## WRITTEN INSTRUCTION A
Quote the stretch of the forum thread on the expanding universe from "Uh ... who is" through "be at rest.".
## WRITTEN INSTRUCTION B
Pull out every line of the listing that contains the word "aisle".

Why does our local universe appear to be at rest when to a distant observer our local universe is expanding up to and past the speed of light.
 
DARKSYDE said:
Why does our local universe appear to be at rest when to a distant observer our local universe is expanding up to and past the speed of light.

Uh ... who is the observer that sees our local area as being at rest? (by the way, "local universe" is TERRIBLE terminology).

If the observer is local, then the local area appears to be at rest.

If the observer is 47Billion light years away, then the same area appears to be receding from him/her/it at about 3c.
 
You're right, local universe is a horrible term. Let's use local space. What I am trying to ask is this. If an observer roughly 13 billion light years away from Earth observes our solar system, galaxy or what have you, they would observe us expanding away from them at an accelerated rate. Why do we not see our local space accelerating at the rate they observe.
 
DARKSYDE said:
You're right, local universe is a horrible term. Let's use local space. What I am trying to ask is this. If an observer roughly 13 billion light years away from Earth observes our solar system, galaxy or what have you, they would observe us expanding away from them at an accelerated rate. Why do we not see our local space accelerating at the rate they observe.

Because we are in a different frame of reference. All motion is relative and you have to define your frame of reference and what the motion is realtive TO.
 
DARKSYDE said:
You're right, local universe is a horrible term. Let's use local space. What I am trying to ask is this. If an observer roughly 13 billion light years away from Earth observes our solar system, galaxy or what have you, they would observe us expanding away from them at an accelerated rate. Why do we not see our local space accelerating at the rate they observe.

You're confusing a few concepts here. Firstly, we can talk about how quickly space is expanding with the time derivative of the scale factor. This is the same everywhere. Then, there is apparent recessional velocity. Every galaxy sees other galaxies receding, due to the metric expansion of the intermediate space. This recessional velocity is given by V = H_{0}D. This is Hubble's law. You can see that for galaxies that are farther away, we observe a faster recessional velocity. However, that galaxy isn't actually receding. It's only apparent due to the fact that the metric of the space in between the galaxies is expanding.

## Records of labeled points
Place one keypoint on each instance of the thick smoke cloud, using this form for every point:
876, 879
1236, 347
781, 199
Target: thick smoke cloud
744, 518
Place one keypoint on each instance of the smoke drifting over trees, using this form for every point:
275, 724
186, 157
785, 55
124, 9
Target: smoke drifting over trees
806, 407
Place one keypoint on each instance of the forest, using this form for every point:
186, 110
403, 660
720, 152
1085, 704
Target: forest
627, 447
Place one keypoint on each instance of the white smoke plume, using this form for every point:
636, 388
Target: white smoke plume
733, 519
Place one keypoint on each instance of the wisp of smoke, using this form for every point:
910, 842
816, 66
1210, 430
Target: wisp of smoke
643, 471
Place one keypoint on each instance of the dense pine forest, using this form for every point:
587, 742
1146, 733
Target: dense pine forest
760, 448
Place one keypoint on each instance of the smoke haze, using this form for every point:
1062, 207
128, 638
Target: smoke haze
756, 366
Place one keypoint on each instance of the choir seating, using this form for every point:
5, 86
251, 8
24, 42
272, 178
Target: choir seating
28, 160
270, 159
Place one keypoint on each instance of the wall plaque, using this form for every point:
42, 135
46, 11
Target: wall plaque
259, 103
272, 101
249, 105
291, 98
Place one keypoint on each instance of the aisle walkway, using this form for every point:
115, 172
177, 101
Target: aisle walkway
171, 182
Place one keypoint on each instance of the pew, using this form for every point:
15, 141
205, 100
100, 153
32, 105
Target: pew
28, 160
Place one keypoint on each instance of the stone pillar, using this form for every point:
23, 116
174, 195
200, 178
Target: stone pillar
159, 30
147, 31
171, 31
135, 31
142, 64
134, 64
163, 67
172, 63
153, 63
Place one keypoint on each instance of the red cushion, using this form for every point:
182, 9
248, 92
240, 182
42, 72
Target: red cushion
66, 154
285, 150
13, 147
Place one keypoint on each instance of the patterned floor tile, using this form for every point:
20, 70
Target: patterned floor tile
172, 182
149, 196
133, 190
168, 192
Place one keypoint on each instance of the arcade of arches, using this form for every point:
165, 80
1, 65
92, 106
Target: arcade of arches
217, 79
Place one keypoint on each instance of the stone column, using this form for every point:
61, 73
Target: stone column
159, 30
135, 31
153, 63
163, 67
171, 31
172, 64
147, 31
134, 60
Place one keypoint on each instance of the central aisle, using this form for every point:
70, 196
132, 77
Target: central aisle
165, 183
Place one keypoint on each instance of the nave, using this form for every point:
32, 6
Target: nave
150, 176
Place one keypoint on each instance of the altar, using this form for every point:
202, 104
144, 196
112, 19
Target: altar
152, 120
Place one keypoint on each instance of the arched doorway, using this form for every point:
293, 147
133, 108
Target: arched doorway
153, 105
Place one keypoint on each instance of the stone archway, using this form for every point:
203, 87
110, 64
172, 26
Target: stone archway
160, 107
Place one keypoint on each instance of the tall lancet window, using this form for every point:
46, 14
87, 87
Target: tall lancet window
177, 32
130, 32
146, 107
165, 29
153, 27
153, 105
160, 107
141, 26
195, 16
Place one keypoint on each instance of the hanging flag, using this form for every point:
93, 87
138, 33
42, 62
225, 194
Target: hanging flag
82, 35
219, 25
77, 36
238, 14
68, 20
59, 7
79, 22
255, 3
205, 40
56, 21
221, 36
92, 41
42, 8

* * *

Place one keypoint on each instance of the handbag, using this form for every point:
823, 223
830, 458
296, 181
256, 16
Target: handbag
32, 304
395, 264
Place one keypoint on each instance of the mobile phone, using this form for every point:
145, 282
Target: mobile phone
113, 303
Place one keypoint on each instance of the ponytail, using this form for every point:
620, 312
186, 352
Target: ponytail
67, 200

## OUTPUT A
Uh ... who is the observer that sees our local area as being at rest? (by the way, "local universe" is TERRIBLE terminology).

If the observer is local, then the local area appears to be at rest.

## OUTPUT B
Place one keypoint on each instance of the aisle walkway, using this form for every point:
Target: aisle walkway
Place one keypoint on each instance of the central aisle, using this form for every point:
Target: central aisle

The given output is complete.